# SÉRIE DE TÂCHES
(1) Indique si chacune des affirmations suivantes concorde avec le billet sur le film : (a) Mellish est juif ; (b) Upham parle allemand ; (c) l'auteur a découvert le film à l'âge adulte. Pour chacune, réponds par oui ou par non et cite exactement les mots du billet qui tranchent.
(2) Recopie le passage du billet sur le film qui va de « Le film continue, les » jusqu'à « tuer du bosch. », en substituant « timide » à « fragile ».
(3) Écris la suite du billet sur le film à partir de la dernière phrase.

# EXTRAIT FOURNI
━━━━━━━━━━━━━━━━━━━━

Il aurait fallu sauver le soldat Mellish (spoilers non cachés)


1998-2018



J'ai vu ce film alors que j'était enfant, à a sa sortie.
J'avais un souvenir d'un bon film qui dénonce la guerre et de soldats innocents qui appellent leur mère au seuil de la mort, comme des enfants (qu'ils sont encore).


Ca c'est toujours aussi violent et fort. Les larmes viennent, intensément.
Le film frontalement parle de cet aspect de la guerre, hors de la glorifiction virile de héros déshumanisés. C'est un vrai film humaniste qui ne se loupe pas en montrant que les trois quart des gars étaient encore des adolescents à peine sortis des jupes de leur maman.


Passé cela, le film débute et j'ai une angoisse. Je sais qu'une scène encore plus atroce va arrive.


Le souvenir d'un SS sadique qui poignarde un soldat américain.


Je ne sais plus lequel c'est et comment cela va se passer.


En revoyant le film, lorsque Steamboat Willie est sauvé, je me dit "hum c'est lui, c'est lui qui va tuer... euh... lequel? Enfin non, j'espère que c'est pas lui.. car l'idée que l'épargner était mal, je n'aime pas cette idée..."


Le film continue, les gars cherchant Ryan... je m'attache un peu à Upham, le jeune homme fragile et pacifiste, qui parle allemand et qui semble terrifié à l'idée de devoir tuer un mec. Plutôt poétique et antimilitariste, il n'est pas là pour tuer du bosch.


Puis vient la veille de l'ambuscade.


Mellish a posé les munitions autour du cou de Upham. Il l'a chargé d'une mission, approvisionner, l'aider à tuer les nazi. Mellish est juif, courageux et il est venu venger les siens.
Il sait pourquoi il est là et il compte sur Upham (qui lui ne semble pas savoir)

afin de l'aider à accomplir sa mission.


Et puis, la scène arrive. On y croit.
On a hate de voir Mellish dégommer le SS.

━━━━━━━━━━━━━━━━━━━━

# DOCUMENTS SOURCES

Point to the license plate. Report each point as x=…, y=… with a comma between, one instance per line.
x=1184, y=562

━━━━━━━━━━━━━━━━━━━━

# RÉPONSES PAR TÂCHE
(1)
(a) Oui : « Mellish est juif, courageux et il est venu venger les siens. »
(b) Oui : « qui parle allemand »
(c) Non : « J'ai vu ce film alors que j'était enfant, à a sa sortie. »

(2)
Le film continue, les gars cherchant Ryan... je m'attache un peu à Upham, le jeune homme timide et pacifiste, qui parle allemand et qui semble terrifié à l'idée de devoir tuer un mec. Plutôt poétique et antimilitariste, il n'est pas là pour tuer du bosch.

(3)
Mais Upham a trop peur. Il monte les marches d'une manière invraisemblablement lente. Il n'est pas prêt à agir, trancher, tuer de l'allemand. Lui qui parle allemand, lui qui n'est pas juif. Il est lent, très lent. C'est affreux. On a envie de lui botter le cul, on sait qu'il peut y arriver. Il est armé et il n'est pas loin! Mais il n'y va pas, et ralenti encore comme pétrifié. Il laisse Mellish mourir poignardé au coeur par un SS. Pas assez préparé au combat? C'est sûr. Mais pas que.



Une mort qui en dit long



La mort de Mellish n'est pas que la mort d'un soldat. C'est la mort d'un soldat juif.

Le couteau pénétre doucement et le SS lui dit que mourir c'est mieux pour lui. Certains y voient une forme d'humanité de la part de ce SS qui voulant survivre et sachant que Mellish l'abattra, le tue de la manière qu'il pense la plus digne, en plein coeur. Mais il est dur aussi à ce moment là de ne pas penser à la solution finale.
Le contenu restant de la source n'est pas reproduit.